Written problem >> Please recast the items below as a JSON list of strings, with one string per line and any blank lines omitted.

Exercise data >>

--- Start ---

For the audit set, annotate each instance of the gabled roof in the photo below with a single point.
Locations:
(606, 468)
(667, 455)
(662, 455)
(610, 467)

--- End ---

The result >>
[
  "For the audit set, annotate each instance of the gabled roof in the photo below with a single point.",
  "Locations:",
  "(606, 468)",
  "(667, 455)",
  "(662, 455)",
  "(610, 467)"
]